[Selected passage Boundary: Start]
The development of a highly accurate, blood-based pancreatic adenocarcinoma screen that would be accurate enough to test the general population for this deadly disease may not be far out of reach, according to data presented at the American Association for Cancer Research's Pancreatic Cancer: Progress and Challenges conference.
Matthew Firpo, Ph.D., a research assistant professor at the Huntsman Cancer Institute at the University of Utah, came to the conclusion that screening a panel of biomarkers might be effective by embracing the idea that pancreatic adenocarcinoma has vast genetic heterogeneity, meaning no single biomarker exists that is strongly correlated with its diagnosis across the population of people who develop the disease.
Although it is widely accepted that earlier detection of pancreatic adenocarcinoma would improve survival outcomes, research efforts to date have been unsuccessful at identifying a biomarker or biomarker panel that has a high diagnostic sensitivity.
[Selected passage Boundary: End]
[Supplied records Boundary: Start]
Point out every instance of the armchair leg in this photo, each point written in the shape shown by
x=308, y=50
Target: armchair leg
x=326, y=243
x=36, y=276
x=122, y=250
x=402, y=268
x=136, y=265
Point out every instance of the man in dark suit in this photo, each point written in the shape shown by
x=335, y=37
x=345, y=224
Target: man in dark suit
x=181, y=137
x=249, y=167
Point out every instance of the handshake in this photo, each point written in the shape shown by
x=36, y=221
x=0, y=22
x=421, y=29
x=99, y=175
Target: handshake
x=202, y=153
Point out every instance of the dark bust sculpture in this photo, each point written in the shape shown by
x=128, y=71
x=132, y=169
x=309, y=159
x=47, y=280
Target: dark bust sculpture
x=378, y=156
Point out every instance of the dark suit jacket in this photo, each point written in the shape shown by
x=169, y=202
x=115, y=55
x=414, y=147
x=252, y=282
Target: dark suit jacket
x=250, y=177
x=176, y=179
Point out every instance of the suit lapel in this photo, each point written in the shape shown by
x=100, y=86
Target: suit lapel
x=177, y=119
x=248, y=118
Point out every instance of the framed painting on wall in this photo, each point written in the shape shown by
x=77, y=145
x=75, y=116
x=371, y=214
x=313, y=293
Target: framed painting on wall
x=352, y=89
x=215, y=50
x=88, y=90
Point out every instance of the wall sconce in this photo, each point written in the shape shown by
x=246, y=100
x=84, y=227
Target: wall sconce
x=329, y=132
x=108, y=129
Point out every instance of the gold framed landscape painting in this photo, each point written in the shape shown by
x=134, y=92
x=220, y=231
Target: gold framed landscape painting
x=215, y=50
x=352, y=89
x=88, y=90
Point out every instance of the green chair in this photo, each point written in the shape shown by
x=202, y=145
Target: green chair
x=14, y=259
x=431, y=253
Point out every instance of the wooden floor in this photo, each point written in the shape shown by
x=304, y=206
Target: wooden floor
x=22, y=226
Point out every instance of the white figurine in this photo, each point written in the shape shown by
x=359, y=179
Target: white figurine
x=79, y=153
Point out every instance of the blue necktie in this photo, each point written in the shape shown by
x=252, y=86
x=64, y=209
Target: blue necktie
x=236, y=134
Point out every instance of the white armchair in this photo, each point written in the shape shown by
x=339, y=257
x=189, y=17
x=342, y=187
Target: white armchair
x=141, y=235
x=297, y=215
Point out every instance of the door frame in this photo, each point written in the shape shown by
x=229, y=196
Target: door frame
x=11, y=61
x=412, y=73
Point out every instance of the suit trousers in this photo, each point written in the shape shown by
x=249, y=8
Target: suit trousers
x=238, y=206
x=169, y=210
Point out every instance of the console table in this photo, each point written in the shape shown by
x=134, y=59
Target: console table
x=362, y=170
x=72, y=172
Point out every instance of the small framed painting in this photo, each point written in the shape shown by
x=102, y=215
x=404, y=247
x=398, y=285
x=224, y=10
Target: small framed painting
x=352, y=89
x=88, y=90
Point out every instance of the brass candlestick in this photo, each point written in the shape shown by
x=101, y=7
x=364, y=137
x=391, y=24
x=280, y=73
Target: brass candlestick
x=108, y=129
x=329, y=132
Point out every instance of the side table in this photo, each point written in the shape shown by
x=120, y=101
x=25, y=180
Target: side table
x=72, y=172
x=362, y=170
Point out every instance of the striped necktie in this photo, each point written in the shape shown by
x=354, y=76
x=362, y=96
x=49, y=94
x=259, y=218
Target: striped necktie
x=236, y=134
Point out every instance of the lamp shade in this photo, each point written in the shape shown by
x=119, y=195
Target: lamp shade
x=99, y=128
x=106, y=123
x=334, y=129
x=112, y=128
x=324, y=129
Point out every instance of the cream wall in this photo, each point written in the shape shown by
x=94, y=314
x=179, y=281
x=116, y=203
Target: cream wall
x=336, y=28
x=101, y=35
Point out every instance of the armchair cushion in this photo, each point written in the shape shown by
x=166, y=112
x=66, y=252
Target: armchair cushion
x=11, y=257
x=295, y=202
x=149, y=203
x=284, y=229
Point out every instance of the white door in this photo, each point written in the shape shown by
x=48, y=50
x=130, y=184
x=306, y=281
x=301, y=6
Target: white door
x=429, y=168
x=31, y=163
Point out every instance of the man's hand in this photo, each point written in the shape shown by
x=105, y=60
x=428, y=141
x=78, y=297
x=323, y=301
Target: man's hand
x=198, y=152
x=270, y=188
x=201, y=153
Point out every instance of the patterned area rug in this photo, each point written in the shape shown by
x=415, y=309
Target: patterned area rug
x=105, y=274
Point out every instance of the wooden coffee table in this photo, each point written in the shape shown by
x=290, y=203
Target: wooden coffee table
[Supplied records Boundary: End]
What you will do. Extract everything in the pancreatic cancer screening text from "The development of" down to "and Challenges conference.", copying it word for word.

Result of the task.
The development of a highly accurate, blood-based pancreatic adenocarcinoma screen that would be accurate enough to test the general population for this deadly disease may not be far out of reach, according to data presented at the American Association for Cancer Research's Pancreatic Cancer: Progress and Challenges conference.